(Task input begins)

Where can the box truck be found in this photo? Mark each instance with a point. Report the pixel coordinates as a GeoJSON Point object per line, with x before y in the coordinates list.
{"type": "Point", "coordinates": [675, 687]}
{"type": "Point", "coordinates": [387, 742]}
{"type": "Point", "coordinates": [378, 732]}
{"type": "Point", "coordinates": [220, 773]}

(Task input ends)

Task to carry out:
Would you please repeat all the entries exactly as written?

Result:
Where can the box truck be found in this photo? Mark each instance with a point. Report the pixel coordinates as a GeoJSON Point object per line, with x before y in the coordinates list.
{"type": "Point", "coordinates": [675, 687]}
{"type": "Point", "coordinates": [387, 742]}
{"type": "Point", "coordinates": [378, 732]}
{"type": "Point", "coordinates": [220, 773]}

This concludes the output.